→ Complete the following
(a) Transcribe the part of the forum thread on radio advertising that opens with the words containing "## beanie357 (Mar" and closes with "local sports programs.".
(b) Go on with the forum thread about whether radio advertising still works, picking up from the point where it stops.

# does Radio advertising still works?



## onlinestar (Jun 7, 2012)

Howdy guys,

does Radio advertising still works?


----------



## Fixico (Dec 3, 2011)

I know it still works for a lot of businesses, but I'm not sure how well it works for our biz. 
I've been wondering the same. How do we generate interest in our visual shirts through an audio spot? Maybe (with my humorous designs) I could try to record some of the comments I get wearing them around, like "Hah, my husband needs that shirt". Then play several of those followed by a web address. I guess it could work. 
If you try, let us know how it goes.


----------



## beanie357 (Mar 27, 2011)

Maybe. We did a saturation for 3 weeks and a bleed out for 4 on a local am.

'got virtually nothing. led with huge price deals.

Tried the largest freebie type paper, and got traffic. running for 6 months on that one.

Postacsrds did the best, as well as getting into the groups that use stuff regularly

Will try radio again, but different station and stay on the local sports programs.


----------



## EnMartian (Feb 14, 2008)

Does the market for your shirts listen to radio? 

Go where the market is. If your market listens to the radio, then yes, it may work for you. If not, it won't. 

Knowing where your market is and what they do is key.


----------



## charles95405 (Feb 1, 2007)

Sure didn't work for me


----------



## onlinestar (Jun 7, 2012)

charles95405 said:


> Sure didn't work for me


Why? What did u try to do?


----------



## charles95405 (Feb 1, 2007)

Had several spots some offering discounts. Most popular local station......didn't geta single call


----------



## printingray (Apr 4, 2012)

Yeah, its still works, if you have good voice ad with the voice of a girl to attract many listens  ! This is my experience, make short ad and first play this to your relatives to get some reviews, if reviews are positive you can use it for Radio advertising.


----------



## lray (Feb 1, 2012)

→ Raw data
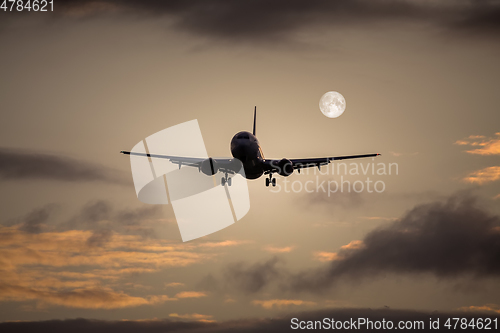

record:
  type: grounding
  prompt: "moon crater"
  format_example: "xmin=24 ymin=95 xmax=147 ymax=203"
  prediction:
xmin=319 ymin=91 xmax=345 ymax=118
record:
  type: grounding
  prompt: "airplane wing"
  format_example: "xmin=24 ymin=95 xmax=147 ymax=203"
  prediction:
xmin=265 ymin=154 xmax=381 ymax=174
xmin=120 ymin=150 xmax=241 ymax=174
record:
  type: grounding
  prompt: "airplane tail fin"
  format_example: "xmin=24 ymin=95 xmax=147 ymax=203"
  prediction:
xmin=252 ymin=107 xmax=257 ymax=135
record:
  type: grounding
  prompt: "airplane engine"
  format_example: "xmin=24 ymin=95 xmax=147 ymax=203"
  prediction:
xmin=278 ymin=158 xmax=293 ymax=177
xmin=200 ymin=157 xmax=219 ymax=176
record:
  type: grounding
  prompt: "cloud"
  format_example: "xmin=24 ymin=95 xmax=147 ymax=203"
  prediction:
xmin=10 ymin=0 xmax=500 ymax=42
xmin=252 ymin=299 xmax=316 ymax=309
xmin=314 ymin=240 xmax=364 ymax=261
xmin=459 ymin=304 xmax=500 ymax=313
xmin=264 ymin=246 xmax=294 ymax=253
xmin=224 ymin=257 xmax=283 ymax=293
xmin=200 ymin=240 xmax=249 ymax=248
xmin=203 ymin=194 xmax=500 ymax=293
xmin=15 ymin=204 xmax=57 ymax=234
xmin=168 ymin=313 xmax=215 ymax=323
xmin=0 ymin=148 xmax=130 ymax=185
xmin=175 ymin=291 xmax=207 ymax=298
xmin=0 ymin=282 xmax=168 ymax=309
xmin=0 ymin=226 xmax=213 ymax=309
xmin=291 ymin=194 xmax=500 ymax=290
xmin=0 ymin=308 xmax=491 ymax=333
xmin=64 ymin=200 xmax=164 ymax=239
xmin=455 ymin=132 xmax=500 ymax=155
xmin=464 ymin=166 xmax=500 ymax=185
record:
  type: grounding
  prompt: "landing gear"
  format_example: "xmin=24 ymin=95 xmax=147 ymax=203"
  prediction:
xmin=220 ymin=174 xmax=232 ymax=186
xmin=266 ymin=173 xmax=276 ymax=186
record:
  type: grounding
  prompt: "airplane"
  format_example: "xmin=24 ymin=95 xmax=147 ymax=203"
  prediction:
xmin=120 ymin=107 xmax=381 ymax=186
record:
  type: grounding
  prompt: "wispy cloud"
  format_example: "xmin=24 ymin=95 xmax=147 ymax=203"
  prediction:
xmin=4 ymin=0 xmax=500 ymax=42
xmin=314 ymin=240 xmax=364 ymax=262
xmin=252 ymin=299 xmax=316 ymax=309
xmin=202 ymin=193 xmax=500 ymax=293
xmin=464 ymin=166 xmax=500 ymax=185
xmin=175 ymin=291 xmax=208 ymax=298
xmin=455 ymin=132 xmax=500 ymax=155
xmin=459 ymin=304 xmax=500 ymax=313
xmin=0 ymin=148 xmax=130 ymax=185
xmin=264 ymin=246 xmax=294 ymax=253
xmin=0 ymin=226 xmax=216 ymax=309
xmin=168 ymin=313 xmax=215 ymax=323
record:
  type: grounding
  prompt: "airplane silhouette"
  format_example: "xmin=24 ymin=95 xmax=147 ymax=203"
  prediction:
xmin=120 ymin=107 xmax=380 ymax=186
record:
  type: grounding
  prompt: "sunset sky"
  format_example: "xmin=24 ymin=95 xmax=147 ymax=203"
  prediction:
xmin=0 ymin=0 xmax=500 ymax=331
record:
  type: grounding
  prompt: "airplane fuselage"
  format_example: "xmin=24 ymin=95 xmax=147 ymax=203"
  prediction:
xmin=231 ymin=131 xmax=265 ymax=179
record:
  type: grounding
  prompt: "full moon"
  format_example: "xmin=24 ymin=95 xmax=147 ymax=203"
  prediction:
xmin=319 ymin=91 xmax=345 ymax=118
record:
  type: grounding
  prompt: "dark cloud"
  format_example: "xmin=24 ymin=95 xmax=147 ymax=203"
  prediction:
xmin=51 ymin=0 xmax=500 ymax=41
xmin=224 ymin=257 xmax=282 ymax=293
xmin=316 ymin=194 xmax=500 ymax=279
xmin=203 ymin=194 xmax=500 ymax=292
xmin=87 ymin=229 xmax=113 ymax=247
xmin=0 ymin=148 xmax=130 ymax=184
xmin=18 ymin=204 xmax=57 ymax=234
xmin=65 ymin=200 xmax=162 ymax=240
xmin=0 ymin=309 xmax=494 ymax=333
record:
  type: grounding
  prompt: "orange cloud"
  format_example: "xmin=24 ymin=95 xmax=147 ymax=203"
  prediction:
xmin=0 ymin=227 xmax=232 ymax=309
xmin=340 ymin=240 xmax=365 ymax=250
xmin=464 ymin=166 xmax=500 ymax=184
xmin=314 ymin=240 xmax=365 ymax=262
xmin=169 ymin=313 xmax=215 ymax=323
xmin=252 ymin=299 xmax=316 ymax=309
xmin=455 ymin=132 xmax=500 ymax=155
xmin=175 ymin=291 xmax=208 ymax=298
xmin=264 ymin=246 xmax=294 ymax=253
xmin=459 ymin=304 xmax=500 ymax=313
xmin=198 ymin=240 xmax=248 ymax=248
xmin=314 ymin=251 xmax=341 ymax=262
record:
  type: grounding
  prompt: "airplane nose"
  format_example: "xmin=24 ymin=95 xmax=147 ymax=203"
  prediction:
xmin=232 ymin=142 xmax=249 ymax=163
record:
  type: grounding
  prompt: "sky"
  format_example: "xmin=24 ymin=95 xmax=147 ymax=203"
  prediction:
xmin=0 ymin=0 xmax=500 ymax=332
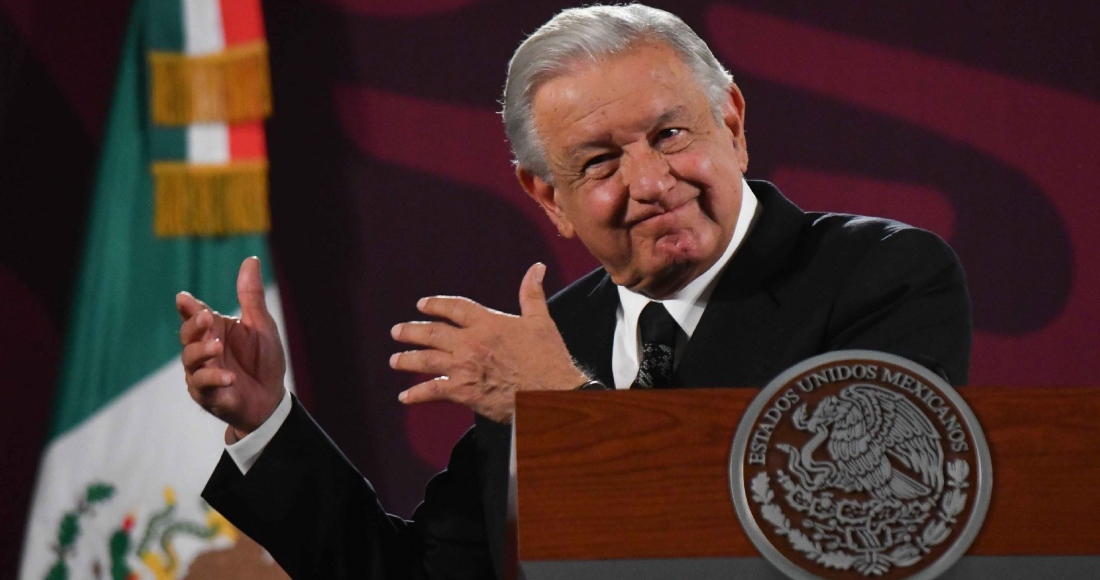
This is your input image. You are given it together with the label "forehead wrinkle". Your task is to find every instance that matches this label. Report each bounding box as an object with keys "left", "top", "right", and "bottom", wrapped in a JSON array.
[{"left": 567, "top": 105, "right": 688, "bottom": 157}]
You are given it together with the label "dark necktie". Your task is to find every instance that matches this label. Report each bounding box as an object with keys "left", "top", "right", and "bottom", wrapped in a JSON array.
[{"left": 630, "top": 302, "right": 680, "bottom": 389}]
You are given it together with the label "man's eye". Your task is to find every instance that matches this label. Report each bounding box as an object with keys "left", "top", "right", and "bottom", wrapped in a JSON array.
[
  {"left": 581, "top": 153, "right": 615, "bottom": 177},
  {"left": 655, "top": 128, "right": 683, "bottom": 141}
]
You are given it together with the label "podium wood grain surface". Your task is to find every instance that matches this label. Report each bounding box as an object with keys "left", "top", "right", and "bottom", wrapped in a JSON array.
[{"left": 515, "top": 386, "right": 1100, "bottom": 561}]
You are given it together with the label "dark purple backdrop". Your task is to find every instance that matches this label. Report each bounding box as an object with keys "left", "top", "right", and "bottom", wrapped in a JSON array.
[{"left": 0, "top": 0, "right": 1100, "bottom": 576}]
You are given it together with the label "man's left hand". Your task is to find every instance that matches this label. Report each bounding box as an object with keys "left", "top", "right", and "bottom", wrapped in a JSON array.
[{"left": 389, "top": 264, "right": 589, "bottom": 423}]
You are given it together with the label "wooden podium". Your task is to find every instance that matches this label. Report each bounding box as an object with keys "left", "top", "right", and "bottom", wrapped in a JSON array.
[{"left": 512, "top": 386, "right": 1100, "bottom": 580}]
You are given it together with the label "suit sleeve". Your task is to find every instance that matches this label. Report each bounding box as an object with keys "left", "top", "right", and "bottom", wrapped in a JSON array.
[
  {"left": 202, "top": 398, "right": 495, "bottom": 580},
  {"left": 825, "top": 228, "right": 972, "bottom": 386}
]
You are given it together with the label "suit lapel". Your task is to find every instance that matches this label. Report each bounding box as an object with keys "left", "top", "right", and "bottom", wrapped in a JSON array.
[
  {"left": 675, "top": 182, "right": 804, "bottom": 386},
  {"left": 571, "top": 274, "right": 618, "bottom": 386}
]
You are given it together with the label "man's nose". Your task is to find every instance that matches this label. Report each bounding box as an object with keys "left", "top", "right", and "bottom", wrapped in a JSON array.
[{"left": 619, "top": 146, "right": 677, "bottom": 203}]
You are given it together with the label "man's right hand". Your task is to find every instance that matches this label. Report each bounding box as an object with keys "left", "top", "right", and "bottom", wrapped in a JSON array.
[{"left": 176, "top": 256, "right": 286, "bottom": 444}]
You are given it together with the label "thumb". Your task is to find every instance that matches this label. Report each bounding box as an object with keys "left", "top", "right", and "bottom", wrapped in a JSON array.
[
  {"left": 237, "top": 256, "right": 272, "bottom": 326},
  {"left": 519, "top": 262, "right": 550, "bottom": 318}
]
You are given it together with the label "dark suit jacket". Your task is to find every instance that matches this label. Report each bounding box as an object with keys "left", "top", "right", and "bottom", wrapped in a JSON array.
[{"left": 204, "top": 182, "right": 971, "bottom": 579}]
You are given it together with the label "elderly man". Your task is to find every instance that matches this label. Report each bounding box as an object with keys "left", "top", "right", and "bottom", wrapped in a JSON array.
[{"left": 177, "top": 6, "right": 970, "bottom": 578}]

→ Outputs by task
(a)
## beanie357 (Mar 27, 2011)

Maybe. We did a saturation for 3 weeks and a bleed out for 4 on a local am.

'got virtually nothing. led with huge price deals.

Tried the largest freebie type paper, and got traffic. running for 6 months on that one.

Postacsrds did the best, as well as getting into the groups that use stuff regularly

Will try radio again, but different station and stay on the local sports programs.

(b)
i agree with fixico. i don't think radio advertising is the right avenue for selling t-shirts. i think web based advertising is going to be far more effective and have a much bigger ROI.


----------



## rtosh (Sep 9, 2009)

We have "supported" a Christian radio station for over 15 years. We started out doing it, not for advertising, but for no other reason than supporting the mission of the station. A large part of our business is selling shirts at onsite special events. After about 4-5 years, we started hearing people say "aren't you the people we heard about on the radio?" The branding, word of mouth that it has helped create has been amazing. It has paid for itself several times over. This is probably atypical, but it has actually been our most effective form of paid advertising for our 26 year old business.


----------



## ryan barker (Jul 21, 2011)

i think you're probably right, ryan, that's atypical. i'd venture to say that your radio spots work in conjunction with your event sales. so, i guess the question is how much of your sales are derived directly from your radio spots? do you think your event sales would suffer at all if you didn't do the radio ads? do you think that by virtue of advertising on a christian radio station has a higher chance of adding to your business than if someone advertised on a pop rock or oldies station? by that i mean, do you think your demographic is more prone to 'hearing the message' than other demographics? 

i think that if you offered a screen printing service, then a radio ad might really work. but, to advertise a brand, particularly one that doesn't do on-site sales at events, i'm not seeing how it's going to be more effective than online advertising.


----------



## rtosh (Sep 9, 2009)

I can safely say that we have gained accounts worth a conservative estimate of $30k per year based upon our radio. These are accounts that I don't believe we would have without having run those spots. I do believe the "Christian" market is different in that many ( not all ) like the feeling of doing business with like-minded people. I don't think you get this as much with the secular market. We have done radio spots on sports radio and frankly, the results were mixed. Now that I've given it some thought, our situation is probably too atypical to be of much value, other than the fact that we found a niche within the radio market, stuck with it long-term, and have benefitted greatly from it. It can be done, but not sure there is a road map to success anywhere in our experience


----------



## ryan barker (Jul 21, 2011)

fair enough.  if you didn't know any better, would you put those dollars in online advertising if you started today?


----------



## rtosh (Sep 9, 2009)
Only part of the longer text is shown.